**WHAT THE EXERCISE ASKS:**
Copy out the lines below word for word.

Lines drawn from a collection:
▶
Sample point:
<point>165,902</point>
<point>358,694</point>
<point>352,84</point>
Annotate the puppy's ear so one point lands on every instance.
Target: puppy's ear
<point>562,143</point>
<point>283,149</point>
◀
**THE REPLY:**
Sample point:
<point>165,902</point>
<point>358,694</point>
<point>352,84</point>
Annotate the puppy's ear so one point lands on every instance.
Target: puppy's ear
<point>562,143</point>
<point>283,149</point>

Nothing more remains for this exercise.